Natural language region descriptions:
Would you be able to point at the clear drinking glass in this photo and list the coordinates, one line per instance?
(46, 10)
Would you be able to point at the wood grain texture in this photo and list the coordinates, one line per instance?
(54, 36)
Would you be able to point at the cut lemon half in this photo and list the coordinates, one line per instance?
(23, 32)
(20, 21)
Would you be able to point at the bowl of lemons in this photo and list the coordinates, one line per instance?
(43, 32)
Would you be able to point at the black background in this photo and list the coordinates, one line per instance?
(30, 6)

■ Exercise requirements
There is a line above that contains "Would you be able to point at the bowl". Copy it and all later lines through the last, exactly, and leave out the rest.

■ Written answer
Would you be able to point at the bowl of lemons in this photo and list the coordinates, one line per instance?
(43, 32)
Would you be able to point at the black background in this photo and list the coordinates, one line per instance?
(30, 6)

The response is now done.